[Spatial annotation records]

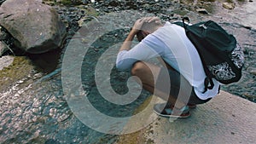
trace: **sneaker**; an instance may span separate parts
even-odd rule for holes
[[[168,103],[160,103],[154,106],[154,112],[162,117],[168,118],[188,118],[190,116],[189,107],[184,106],[177,113],[172,113],[173,106],[169,105]]]

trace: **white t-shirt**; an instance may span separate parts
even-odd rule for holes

Work to complete | Rewrite the material with each "trace" swapped for "outline", changing nothing else. Leave out the pictures.

Written reply |
outline: **sneaker**; an instance may span separate parts
even-odd rule for holes
[[[168,103],[160,103],[154,106],[154,112],[162,117],[168,118],[188,118],[190,116],[189,107],[184,106],[177,113],[172,113],[173,106],[169,105]]]

outline: **white t-shirt**; an instance may span separate parts
even-odd rule for holes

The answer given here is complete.